[Natural language region descriptions]

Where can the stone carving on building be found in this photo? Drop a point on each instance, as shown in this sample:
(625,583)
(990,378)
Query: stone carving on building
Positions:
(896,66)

Task >>
The whole of the data is to be returned with every line intact.

Expected answer >>
Where can the stone carving on building be found in this photo? Drop a point on each instance, as shown in this sample:
(625,583)
(990,378)
Query: stone carving on building
Positions:
(896,66)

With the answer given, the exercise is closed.